• [Page text]:
---+---

Carrie Hritz, AM'01, studies archaeology in a place she has never set foot. Ancient Mesopotamia lies mainly within the borders of modern Iraq, off limits to American archaeologists since the 1991 Gulf War. But that hasn't prevented Hritz, a graduate student in Near Eastern Languages & Civilizations, from pursuing her research. Hritz studies Mesopotamia in a basement room at the Oriental Institute (OI), using photographs taken by American spy satellites three and four decades ago.

She is looking for clues to what she calls "relic landscapes." The mounds of ancient cities and towns create much the same pattern of light and shadow as do craters on the moon. Faint lines crisscrossing the desert reveal long-abandoned canals. The photos have helped her find such canals well beyond the area where they were known to exist, shedding new light on the extent of ancient Mesopotamian irrigation and the civilization that depended on it. "We knew it was complex," Hirtz said, "but from viewing these things, it was even more complex than I thought."

The United States launched its first spy satellite in 1960, just months after the Soviets shot down a U-2 spy plane. Special cameras mounted on the satellites photographed Earth in broad strips as the satellites passed overhead. When a canister of film was exposed, it was ejected and snagged by an airplane over the Pacific.

---+---

• [Records]:
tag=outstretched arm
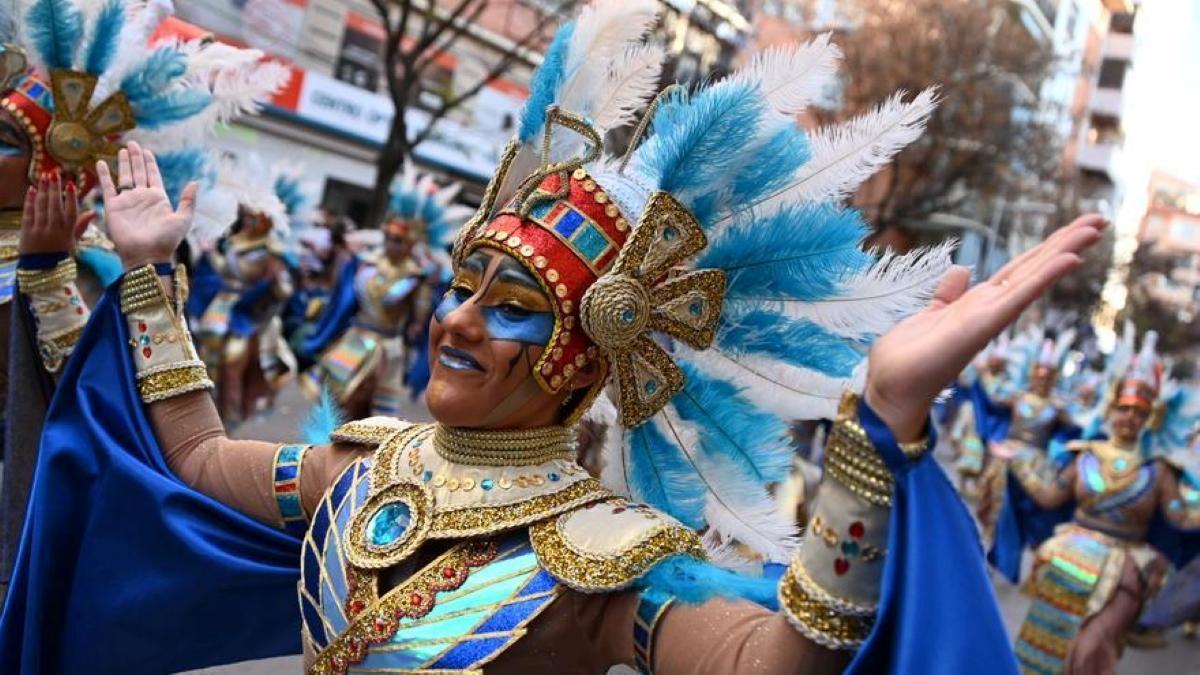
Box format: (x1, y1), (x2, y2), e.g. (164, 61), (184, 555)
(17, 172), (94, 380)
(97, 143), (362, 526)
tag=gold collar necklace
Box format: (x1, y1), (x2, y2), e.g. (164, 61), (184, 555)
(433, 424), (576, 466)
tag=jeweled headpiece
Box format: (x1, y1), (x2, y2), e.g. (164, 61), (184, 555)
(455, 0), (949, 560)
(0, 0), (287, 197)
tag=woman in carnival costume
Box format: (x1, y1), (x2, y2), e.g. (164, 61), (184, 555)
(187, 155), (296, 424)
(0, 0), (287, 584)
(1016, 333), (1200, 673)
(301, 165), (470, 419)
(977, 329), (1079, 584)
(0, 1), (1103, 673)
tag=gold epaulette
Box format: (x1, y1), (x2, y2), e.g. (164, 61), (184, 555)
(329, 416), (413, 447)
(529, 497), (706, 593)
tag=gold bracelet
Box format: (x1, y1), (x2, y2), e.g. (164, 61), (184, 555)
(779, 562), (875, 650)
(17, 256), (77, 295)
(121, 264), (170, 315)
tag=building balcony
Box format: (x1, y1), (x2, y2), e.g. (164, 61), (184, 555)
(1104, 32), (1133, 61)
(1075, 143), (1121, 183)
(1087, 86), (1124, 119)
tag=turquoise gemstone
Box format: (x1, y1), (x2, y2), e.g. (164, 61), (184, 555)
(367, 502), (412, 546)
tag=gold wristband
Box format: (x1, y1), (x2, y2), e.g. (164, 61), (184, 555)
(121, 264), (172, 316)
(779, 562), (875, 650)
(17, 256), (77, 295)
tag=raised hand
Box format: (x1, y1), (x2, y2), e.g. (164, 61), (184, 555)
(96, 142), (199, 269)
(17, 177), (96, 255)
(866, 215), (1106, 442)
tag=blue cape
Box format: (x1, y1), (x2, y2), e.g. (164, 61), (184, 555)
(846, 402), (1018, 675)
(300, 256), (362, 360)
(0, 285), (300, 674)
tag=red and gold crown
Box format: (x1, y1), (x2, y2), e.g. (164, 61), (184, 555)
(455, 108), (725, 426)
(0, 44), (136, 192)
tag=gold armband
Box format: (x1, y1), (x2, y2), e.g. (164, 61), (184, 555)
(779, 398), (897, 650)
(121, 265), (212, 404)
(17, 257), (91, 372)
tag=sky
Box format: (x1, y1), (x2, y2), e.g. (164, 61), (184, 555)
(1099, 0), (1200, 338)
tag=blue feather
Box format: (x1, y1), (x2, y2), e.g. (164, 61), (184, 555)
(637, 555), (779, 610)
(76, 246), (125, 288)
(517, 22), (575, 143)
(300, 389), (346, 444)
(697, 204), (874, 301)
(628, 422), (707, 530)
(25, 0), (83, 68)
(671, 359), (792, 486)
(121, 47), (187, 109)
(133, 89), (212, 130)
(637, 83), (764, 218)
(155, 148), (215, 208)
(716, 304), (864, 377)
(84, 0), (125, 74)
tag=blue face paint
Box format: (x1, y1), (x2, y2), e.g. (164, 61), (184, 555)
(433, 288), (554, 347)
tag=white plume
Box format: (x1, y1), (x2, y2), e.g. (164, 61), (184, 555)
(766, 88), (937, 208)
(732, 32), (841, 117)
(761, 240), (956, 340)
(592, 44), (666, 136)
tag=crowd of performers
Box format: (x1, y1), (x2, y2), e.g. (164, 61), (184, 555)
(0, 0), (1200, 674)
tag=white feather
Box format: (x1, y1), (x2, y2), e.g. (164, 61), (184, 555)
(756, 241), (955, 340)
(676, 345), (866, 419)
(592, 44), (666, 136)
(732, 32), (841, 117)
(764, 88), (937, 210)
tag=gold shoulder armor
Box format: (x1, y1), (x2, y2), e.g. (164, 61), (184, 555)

---+---

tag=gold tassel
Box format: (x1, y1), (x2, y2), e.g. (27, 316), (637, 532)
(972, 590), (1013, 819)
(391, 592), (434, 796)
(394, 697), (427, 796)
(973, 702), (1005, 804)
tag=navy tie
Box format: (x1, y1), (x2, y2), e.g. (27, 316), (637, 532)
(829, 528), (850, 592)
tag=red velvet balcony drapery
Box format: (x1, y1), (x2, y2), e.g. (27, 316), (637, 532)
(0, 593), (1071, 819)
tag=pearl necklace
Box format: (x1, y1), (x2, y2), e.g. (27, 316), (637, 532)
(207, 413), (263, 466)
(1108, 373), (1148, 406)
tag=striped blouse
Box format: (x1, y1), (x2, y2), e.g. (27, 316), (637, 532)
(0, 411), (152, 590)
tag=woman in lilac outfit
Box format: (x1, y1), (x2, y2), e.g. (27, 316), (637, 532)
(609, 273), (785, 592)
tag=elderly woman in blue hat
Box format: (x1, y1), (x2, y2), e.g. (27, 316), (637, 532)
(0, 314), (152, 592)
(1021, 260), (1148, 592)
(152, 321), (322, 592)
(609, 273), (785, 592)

---+---

• [Job]: Decide whether each statement agrees with the passage about Carrie Hritz, and answer yes or no with the words from the passage that settle it, quoted exactly: 1. Hritz has visited ancient Mesopotamia in person. 2. The satellite photos helped Hritz find canals beyond the area where they were known to exist. 3. The United States launched its first spy satellite in 1960. The items have no part in this work.

• [Answer to the problem]:
1. No: "studies archaeology in a place she has never set foot"
2. Yes: "The photos have helped her find such canals well beyond the area where they were known to exist"
3. Yes: "The United States launched its first spy satellite in 1960"